* WHAT YOU NEED TO DO:
Of the lines in the data below, write out exactly those from the one holding "positive clicks: (418, 169)" through the one holding "positive clicks: (119, 259)", both included.
*** Opening EXCERPTED DATA ***
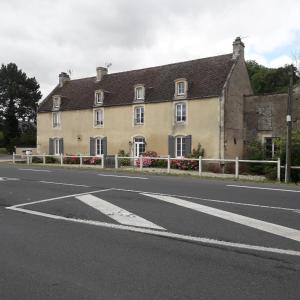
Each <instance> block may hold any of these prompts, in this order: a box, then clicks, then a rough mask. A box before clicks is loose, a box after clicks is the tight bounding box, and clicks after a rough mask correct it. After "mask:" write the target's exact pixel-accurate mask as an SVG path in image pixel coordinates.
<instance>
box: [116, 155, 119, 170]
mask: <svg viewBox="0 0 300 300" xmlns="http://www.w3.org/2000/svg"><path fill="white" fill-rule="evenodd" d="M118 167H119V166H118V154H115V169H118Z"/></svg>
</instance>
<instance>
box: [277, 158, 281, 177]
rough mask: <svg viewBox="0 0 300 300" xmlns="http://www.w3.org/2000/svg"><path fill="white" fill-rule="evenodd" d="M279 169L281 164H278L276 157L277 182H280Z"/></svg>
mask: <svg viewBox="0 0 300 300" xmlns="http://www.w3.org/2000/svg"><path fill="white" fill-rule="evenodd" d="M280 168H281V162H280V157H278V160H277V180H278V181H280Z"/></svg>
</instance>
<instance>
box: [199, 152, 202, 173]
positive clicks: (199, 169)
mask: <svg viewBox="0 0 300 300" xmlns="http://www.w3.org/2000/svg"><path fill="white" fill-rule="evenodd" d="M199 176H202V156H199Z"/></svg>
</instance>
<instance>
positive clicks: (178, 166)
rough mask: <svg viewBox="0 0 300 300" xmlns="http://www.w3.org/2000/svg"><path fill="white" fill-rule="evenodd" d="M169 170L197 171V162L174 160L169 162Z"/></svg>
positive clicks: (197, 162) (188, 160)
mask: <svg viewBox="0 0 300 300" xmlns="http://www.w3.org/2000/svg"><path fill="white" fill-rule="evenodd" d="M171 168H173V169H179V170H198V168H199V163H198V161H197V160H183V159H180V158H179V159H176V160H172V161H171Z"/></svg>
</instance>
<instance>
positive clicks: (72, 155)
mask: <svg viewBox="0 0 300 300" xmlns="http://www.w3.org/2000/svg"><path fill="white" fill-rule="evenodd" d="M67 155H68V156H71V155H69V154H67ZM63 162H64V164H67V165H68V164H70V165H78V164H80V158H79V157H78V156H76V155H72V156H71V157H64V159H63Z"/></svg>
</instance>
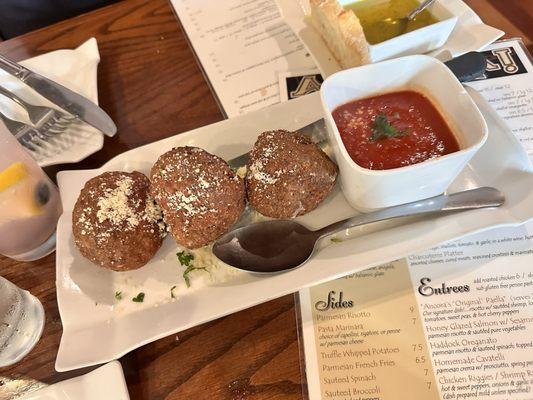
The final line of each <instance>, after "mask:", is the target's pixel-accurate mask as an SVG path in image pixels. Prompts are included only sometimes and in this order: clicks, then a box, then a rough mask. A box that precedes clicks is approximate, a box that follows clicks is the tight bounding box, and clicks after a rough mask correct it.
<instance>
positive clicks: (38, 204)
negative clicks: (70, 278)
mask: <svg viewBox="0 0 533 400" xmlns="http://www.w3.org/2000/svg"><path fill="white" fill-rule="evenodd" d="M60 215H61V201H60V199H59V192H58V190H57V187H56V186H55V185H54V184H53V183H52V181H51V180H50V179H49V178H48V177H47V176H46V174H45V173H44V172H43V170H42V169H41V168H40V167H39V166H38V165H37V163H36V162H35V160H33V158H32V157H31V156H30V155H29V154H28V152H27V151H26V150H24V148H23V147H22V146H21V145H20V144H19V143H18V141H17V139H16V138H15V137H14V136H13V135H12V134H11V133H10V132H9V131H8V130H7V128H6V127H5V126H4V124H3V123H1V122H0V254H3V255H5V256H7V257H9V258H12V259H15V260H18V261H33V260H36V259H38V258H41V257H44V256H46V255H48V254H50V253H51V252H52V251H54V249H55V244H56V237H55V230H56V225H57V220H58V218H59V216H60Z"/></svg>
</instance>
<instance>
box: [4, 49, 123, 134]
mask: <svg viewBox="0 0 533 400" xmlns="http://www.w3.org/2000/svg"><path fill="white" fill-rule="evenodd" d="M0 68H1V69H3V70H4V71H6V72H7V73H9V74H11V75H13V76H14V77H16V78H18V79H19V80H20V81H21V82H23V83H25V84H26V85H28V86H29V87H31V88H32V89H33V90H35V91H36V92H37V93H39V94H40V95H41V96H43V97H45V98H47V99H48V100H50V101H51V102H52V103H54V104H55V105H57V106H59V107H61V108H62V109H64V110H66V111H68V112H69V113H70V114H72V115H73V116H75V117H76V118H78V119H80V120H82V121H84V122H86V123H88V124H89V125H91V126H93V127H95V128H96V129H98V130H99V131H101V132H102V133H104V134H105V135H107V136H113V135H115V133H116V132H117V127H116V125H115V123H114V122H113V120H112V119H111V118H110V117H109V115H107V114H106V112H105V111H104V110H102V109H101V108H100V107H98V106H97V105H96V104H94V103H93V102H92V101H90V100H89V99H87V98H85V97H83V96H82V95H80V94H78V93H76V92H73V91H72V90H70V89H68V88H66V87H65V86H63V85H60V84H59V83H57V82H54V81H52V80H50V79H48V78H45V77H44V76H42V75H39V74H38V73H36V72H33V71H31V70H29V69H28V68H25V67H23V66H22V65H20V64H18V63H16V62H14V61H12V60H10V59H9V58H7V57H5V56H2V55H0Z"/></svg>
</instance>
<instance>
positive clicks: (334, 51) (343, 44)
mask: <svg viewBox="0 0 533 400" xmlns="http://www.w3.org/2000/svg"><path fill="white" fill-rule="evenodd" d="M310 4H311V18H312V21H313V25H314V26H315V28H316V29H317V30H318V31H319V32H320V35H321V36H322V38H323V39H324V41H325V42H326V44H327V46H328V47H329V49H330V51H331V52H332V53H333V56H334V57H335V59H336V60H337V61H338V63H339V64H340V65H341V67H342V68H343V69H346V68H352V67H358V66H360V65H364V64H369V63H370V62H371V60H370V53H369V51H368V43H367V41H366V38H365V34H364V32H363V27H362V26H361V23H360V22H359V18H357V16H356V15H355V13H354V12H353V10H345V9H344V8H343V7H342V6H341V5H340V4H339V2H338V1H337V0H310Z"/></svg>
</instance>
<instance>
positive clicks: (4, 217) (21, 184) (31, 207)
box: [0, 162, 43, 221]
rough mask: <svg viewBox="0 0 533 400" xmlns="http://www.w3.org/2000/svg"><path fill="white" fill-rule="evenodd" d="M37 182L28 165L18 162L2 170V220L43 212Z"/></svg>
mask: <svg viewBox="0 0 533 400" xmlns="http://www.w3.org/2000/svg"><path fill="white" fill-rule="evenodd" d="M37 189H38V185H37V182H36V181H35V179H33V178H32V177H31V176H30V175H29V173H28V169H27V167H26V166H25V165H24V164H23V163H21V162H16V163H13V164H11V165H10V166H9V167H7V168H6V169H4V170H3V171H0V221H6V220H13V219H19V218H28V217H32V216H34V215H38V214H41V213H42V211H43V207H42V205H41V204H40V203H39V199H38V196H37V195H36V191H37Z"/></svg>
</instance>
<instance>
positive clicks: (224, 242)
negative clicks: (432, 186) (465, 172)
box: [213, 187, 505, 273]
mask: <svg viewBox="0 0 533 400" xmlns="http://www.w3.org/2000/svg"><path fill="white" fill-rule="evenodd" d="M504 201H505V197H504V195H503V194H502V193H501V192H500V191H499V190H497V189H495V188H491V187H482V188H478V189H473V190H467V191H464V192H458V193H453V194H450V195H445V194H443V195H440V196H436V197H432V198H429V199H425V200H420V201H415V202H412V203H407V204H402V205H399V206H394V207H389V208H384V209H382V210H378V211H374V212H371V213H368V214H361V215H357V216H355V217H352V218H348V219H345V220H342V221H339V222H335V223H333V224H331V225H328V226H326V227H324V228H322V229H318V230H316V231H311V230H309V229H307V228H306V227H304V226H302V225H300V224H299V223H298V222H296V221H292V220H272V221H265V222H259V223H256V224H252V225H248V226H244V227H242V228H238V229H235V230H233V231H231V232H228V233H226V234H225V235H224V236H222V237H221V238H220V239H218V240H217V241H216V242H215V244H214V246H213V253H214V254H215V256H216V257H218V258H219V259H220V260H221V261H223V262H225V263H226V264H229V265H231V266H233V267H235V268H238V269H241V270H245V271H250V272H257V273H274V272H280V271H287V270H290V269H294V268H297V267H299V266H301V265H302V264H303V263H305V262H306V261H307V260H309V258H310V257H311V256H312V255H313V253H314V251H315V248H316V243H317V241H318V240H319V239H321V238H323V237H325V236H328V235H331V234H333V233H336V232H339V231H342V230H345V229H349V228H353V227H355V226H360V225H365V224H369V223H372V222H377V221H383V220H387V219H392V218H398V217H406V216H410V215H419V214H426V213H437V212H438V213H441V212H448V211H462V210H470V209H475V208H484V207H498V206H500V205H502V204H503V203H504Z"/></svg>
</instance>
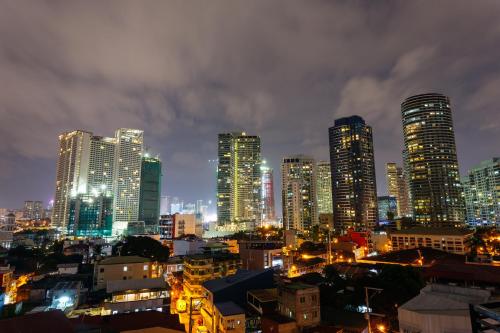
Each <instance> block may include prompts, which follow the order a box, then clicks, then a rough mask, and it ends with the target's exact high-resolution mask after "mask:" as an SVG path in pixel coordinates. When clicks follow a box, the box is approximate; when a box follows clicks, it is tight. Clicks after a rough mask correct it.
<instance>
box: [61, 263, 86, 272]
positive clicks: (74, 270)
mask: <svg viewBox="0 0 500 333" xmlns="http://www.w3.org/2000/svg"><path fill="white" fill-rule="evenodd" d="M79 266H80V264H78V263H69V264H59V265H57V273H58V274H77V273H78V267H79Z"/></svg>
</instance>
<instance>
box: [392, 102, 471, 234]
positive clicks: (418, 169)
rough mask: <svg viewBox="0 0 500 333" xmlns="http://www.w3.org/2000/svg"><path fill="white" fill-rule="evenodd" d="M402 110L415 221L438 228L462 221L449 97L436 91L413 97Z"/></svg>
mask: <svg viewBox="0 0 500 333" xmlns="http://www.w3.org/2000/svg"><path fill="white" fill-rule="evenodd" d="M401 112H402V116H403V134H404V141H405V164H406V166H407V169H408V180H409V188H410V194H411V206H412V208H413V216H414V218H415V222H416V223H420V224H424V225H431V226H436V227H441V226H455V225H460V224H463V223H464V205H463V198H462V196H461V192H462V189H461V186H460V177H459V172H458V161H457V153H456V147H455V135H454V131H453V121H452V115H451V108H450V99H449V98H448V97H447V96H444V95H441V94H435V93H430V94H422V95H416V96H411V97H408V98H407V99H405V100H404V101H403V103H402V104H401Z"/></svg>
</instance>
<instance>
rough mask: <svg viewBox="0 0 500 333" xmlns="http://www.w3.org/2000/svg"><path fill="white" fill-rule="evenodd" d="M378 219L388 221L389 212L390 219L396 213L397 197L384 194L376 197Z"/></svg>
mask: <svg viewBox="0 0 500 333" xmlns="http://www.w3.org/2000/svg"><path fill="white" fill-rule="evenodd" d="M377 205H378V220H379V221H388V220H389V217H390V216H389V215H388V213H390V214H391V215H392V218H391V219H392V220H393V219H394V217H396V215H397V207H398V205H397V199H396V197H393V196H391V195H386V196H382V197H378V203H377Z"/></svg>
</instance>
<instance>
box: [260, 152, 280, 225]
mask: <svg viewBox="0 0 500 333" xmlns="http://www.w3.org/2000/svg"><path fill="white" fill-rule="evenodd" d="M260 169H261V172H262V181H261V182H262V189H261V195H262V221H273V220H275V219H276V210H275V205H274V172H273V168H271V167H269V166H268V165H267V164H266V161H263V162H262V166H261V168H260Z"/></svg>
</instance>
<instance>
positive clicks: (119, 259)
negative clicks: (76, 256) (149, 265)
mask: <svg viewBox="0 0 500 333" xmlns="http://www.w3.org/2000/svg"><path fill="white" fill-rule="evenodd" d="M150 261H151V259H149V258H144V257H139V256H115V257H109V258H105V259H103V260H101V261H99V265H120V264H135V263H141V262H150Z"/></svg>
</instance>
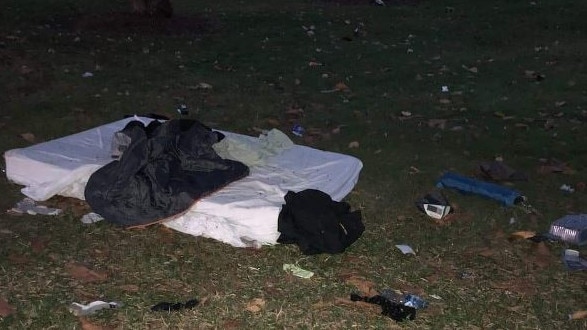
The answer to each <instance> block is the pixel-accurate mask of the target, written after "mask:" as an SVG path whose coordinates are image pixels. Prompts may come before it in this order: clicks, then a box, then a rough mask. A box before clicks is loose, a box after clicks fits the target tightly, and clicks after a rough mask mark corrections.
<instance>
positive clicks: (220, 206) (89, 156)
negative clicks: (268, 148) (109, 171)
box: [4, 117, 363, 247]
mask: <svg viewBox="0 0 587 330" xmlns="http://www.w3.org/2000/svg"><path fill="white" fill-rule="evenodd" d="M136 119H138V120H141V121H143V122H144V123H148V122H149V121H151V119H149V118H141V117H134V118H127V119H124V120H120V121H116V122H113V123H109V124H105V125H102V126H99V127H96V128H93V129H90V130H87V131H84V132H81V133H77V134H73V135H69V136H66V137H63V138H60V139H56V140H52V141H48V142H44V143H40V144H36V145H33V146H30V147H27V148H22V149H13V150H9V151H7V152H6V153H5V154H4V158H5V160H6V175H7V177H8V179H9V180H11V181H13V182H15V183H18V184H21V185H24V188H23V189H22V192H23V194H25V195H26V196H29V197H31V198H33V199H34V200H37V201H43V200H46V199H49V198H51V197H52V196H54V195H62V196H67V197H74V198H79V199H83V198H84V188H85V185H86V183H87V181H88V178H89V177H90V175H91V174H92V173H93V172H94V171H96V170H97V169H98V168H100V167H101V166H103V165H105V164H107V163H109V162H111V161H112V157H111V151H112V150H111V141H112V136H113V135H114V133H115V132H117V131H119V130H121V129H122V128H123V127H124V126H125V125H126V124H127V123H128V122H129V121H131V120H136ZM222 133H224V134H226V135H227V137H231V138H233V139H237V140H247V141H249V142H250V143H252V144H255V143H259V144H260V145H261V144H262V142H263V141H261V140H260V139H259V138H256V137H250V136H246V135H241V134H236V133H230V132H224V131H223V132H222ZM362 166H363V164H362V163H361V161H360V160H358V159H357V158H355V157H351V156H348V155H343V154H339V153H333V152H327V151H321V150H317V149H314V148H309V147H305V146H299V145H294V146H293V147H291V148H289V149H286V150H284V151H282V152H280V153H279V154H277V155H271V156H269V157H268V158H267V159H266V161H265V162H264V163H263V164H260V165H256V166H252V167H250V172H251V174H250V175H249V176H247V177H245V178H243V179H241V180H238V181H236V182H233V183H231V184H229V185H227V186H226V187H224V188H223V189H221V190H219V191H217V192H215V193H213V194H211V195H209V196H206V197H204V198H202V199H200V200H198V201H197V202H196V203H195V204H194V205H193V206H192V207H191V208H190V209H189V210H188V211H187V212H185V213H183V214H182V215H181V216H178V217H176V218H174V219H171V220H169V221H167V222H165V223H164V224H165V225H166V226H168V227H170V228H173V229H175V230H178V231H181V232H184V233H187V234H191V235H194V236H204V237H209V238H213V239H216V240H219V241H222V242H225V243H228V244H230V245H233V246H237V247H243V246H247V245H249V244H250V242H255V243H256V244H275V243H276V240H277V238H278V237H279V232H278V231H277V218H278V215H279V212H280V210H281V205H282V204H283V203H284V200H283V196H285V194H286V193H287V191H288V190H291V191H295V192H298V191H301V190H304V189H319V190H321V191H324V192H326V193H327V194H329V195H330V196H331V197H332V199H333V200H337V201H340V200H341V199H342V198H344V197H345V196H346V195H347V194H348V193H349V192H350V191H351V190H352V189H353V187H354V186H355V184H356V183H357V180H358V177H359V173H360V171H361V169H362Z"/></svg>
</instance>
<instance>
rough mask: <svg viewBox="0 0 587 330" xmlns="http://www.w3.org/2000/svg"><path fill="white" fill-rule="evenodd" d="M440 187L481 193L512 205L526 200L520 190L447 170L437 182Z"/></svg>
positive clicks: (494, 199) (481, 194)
*** Closing EXCERPTED DATA ***
* FINISHED EXERCISE:
positive clicks: (418, 169)
rough mask: <svg viewBox="0 0 500 333" xmlns="http://www.w3.org/2000/svg"><path fill="white" fill-rule="evenodd" d="M402 110L415 221L438 228L462 221L449 97L436 91L413 97Z"/></svg>
mask: <svg viewBox="0 0 500 333" xmlns="http://www.w3.org/2000/svg"><path fill="white" fill-rule="evenodd" d="M401 112H402V116H403V134H404V141H405V164H406V166H407V169H408V180H409V188H410V194H411V206H412V208H413V216H414V218H415V222H416V223H420V224H424V225H431V226H436V227H441V226H455V225H460V224H463V223H464V205H463V198H462V196H461V192H462V189H461V186H460V177H459V172H458V161H457V153H456V147H455V135H454V131H453V121H452V115H451V108H450V99H449V98H448V97H447V96H444V95H441V94H435V93H430V94H422V95H416V96H411V97H408V98H407V99H405V100H404V101H403V103H402V104H401Z"/></svg>
</instance>
<instance>
rough mask: <svg viewBox="0 0 500 333" xmlns="http://www.w3.org/2000/svg"><path fill="white" fill-rule="evenodd" d="M378 219L388 221L389 212L390 219L396 213L397 197L384 194L376 197Z"/></svg>
mask: <svg viewBox="0 0 500 333" xmlns="http://www.w3.org/2000/svg"><path fill="white" fill-rule="evenodd" d="M377 205H378V220H379V221H388V220H389V217H390V216H389V215H388V213H390V214H391V215H392V218H391V219H392V220H393V219H394V217H396V215H397V207H398V205H397V199H396V197H393V196H391V195H386V196H382V197H378V203H377Z"/></svg>
</instance>
<instance>
box: [260, 152, 280, 225]
mask: <svg viewBox="0 0 500 333" xmlns="http://www.w3.org/2000/svg"><path fill="white" fill-rule="evenodd" d="M260 169H261V172H262V181H261V182H262V189H261V195H262V221H273V220H275V219H276V210H275V205H274V172H273V168H271V167H269V166H268V165H267V164H266V161H263V162H262V166H261V168H260Z"/></svg>
</instance>
<instance>
positive clicks: (119, 259)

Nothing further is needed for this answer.